Exercise: Return all of the entries exactly as written.

Dataset:
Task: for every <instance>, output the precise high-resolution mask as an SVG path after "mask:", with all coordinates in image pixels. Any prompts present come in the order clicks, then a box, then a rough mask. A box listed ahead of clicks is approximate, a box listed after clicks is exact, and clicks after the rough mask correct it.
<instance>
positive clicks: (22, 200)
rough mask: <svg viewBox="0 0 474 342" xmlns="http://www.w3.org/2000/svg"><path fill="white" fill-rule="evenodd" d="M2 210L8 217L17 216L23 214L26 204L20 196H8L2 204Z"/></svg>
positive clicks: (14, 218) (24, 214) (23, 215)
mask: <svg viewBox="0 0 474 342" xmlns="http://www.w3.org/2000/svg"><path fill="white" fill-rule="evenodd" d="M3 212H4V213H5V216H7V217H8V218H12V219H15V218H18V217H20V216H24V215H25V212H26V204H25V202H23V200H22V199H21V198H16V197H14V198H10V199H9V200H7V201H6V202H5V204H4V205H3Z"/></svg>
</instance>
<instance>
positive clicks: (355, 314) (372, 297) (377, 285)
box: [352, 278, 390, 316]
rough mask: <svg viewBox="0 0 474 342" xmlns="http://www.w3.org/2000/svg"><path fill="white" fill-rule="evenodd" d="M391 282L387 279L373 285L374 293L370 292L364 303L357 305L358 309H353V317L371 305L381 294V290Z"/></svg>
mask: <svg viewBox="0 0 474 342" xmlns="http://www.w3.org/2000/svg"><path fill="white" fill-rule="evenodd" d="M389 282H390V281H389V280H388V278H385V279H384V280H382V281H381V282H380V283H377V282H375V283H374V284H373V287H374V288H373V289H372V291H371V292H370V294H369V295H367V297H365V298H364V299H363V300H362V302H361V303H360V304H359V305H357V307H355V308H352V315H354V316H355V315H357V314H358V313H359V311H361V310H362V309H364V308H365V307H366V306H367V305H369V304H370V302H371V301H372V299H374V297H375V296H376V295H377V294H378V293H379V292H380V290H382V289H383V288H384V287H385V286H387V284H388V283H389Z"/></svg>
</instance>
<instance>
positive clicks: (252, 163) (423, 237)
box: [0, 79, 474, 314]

Solution to the exercise:
Task: for every <instance>, output the precise high-resolution mask as an SVG path after "mask:", with all coordinates in image pixels. Any prompts present come in the order clicks, then a box, then a rough mask. A box listed ahead of clicks is approximate, a box listed after clicks is exact, and clicks after the rough mask correct it.
<instance>
positive clicks: (22, 200)
rough mask: <svg viewBox="0 0 474 342" xmlns="http://www.w3.org/2000/svg"><path fill="white" fill-rule="evenodd" d="M2 210L8 217L17 216L23 214L26 204L20 196H8L2 204Z"/></svg>
positive clicks: (14, 218) (24, 214) (23, 215)
mask: <svg viewBox="0 0 474 342" xmlns="http://www.w3.org/2000/svg"><path fill="white" fill-rule="evenodd" d="M3 212H4V213H5V216H7V217H8V218H12V219H15V218H18V217H20V216H24V215H25V212H26V204H25V202H23V200H22V199H21V198H16V197H14V198H10V199H9V200H7V201H6V202H5V204H4V205H3Z"/></svg>
</instance>
<instance>
positive clicks: (355, 314) (372, 297) (377, 285)
box: [352, 278, 390, 316]
rough mask: <svg viewBox="0 0 474 342" xmlns="http://www.w3.org/2000/svg"><path fill="white" fill-rule="evenodd" d="M391 282L387 279L373 285L374 293L370 292L364 303L357 305L358 309H353V317L371 305L381 294V290Z"/></svg>
mask: <svg viewBox="0 0 474 342" xmlns="http://www.w3.org/2000/svg"><path fill="white" fill-rule="evenodd" d="M389 282H390V281H389V280H388V278H385V279H384V280H382V281H381V282H380V283H377V282H375V283H374V284H373V287H374V288H373V289H372V291H371V292H370V294H369V295H367V297H365V298H364V299H363V300H362V302H361V303H360V304H359V305H357V307H355V308H352V315H354V316H355V315H357V314H358V313H359V311H361V310H362V309H364V308H365V307H366V306H367V305H369V304H370V302H371V301H372V299H374V297H375V296H376V295H377V294H378V293H379V292H380V290H382V289H383V288H384V287H385V286H387V284H388V283H389Z"/></svg>
</instance>
<instance>
positive clicks: (252, 163) (423, 237)
box: [0, 79, 474, 314]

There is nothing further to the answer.